* **Challenge**
Repeat, line for line, everything from the line containing "TARGET = atv" down to the end of the entries below, both ends included.

Saved entries:
---+---

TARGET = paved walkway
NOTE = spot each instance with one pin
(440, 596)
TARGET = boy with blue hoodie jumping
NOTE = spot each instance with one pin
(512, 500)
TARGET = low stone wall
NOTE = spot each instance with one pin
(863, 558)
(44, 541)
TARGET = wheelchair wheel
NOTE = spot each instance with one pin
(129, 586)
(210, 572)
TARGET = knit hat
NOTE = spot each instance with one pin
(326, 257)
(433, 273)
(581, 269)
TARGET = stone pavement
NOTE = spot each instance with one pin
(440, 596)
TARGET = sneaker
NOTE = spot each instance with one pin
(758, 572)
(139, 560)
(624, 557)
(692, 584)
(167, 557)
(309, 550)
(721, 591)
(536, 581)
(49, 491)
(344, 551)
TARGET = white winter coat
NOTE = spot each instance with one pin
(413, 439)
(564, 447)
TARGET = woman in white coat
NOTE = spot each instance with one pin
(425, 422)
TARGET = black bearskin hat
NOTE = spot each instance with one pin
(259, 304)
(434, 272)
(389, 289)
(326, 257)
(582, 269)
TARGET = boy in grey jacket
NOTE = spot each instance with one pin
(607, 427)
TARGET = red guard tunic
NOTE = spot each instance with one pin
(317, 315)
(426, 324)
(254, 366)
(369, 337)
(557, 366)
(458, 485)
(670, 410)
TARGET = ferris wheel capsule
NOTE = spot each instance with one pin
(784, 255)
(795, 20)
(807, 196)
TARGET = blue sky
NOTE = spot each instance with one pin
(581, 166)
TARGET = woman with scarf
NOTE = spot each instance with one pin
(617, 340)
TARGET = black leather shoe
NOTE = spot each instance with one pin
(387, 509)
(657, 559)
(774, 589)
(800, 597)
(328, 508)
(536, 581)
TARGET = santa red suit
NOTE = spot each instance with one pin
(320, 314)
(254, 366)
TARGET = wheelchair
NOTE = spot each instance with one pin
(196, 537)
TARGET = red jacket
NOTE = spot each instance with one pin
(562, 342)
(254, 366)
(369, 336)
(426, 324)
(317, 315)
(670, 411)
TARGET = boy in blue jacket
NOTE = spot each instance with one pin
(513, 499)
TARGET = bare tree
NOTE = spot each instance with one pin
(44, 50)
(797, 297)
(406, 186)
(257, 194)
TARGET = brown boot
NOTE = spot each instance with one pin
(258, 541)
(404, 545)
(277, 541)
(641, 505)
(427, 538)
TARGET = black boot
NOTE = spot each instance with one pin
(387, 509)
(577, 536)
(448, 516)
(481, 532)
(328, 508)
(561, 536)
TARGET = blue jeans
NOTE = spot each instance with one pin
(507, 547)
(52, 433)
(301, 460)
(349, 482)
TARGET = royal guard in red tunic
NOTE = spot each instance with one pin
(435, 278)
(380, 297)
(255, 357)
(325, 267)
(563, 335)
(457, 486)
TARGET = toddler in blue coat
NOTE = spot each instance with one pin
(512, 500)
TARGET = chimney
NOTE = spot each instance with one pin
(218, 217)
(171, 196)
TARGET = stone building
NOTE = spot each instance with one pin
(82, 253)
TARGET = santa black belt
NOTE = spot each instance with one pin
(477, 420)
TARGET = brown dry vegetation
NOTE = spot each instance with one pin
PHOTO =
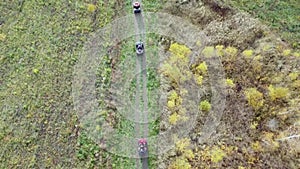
(250, 133)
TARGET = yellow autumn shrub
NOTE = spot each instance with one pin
(254, 97)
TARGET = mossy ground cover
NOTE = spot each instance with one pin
(281, 15)
(40, 43)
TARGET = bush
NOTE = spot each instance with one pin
(248, 53)
(208, 51)
(205, 106)
(217, 154)
(174, 118)
(229, 83)
(254, 98)
(202, 68)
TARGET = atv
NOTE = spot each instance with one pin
(142, 147)
(139, 47)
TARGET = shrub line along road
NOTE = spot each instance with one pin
(141, 112)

---+---

* **Exercise response**
TARGET = atv
NOTE = spot each instance with one pin
(142, 147)
(139, 47)
TARGET = shrub line along road
NOTE = spot each instance with one pin
(141, 112)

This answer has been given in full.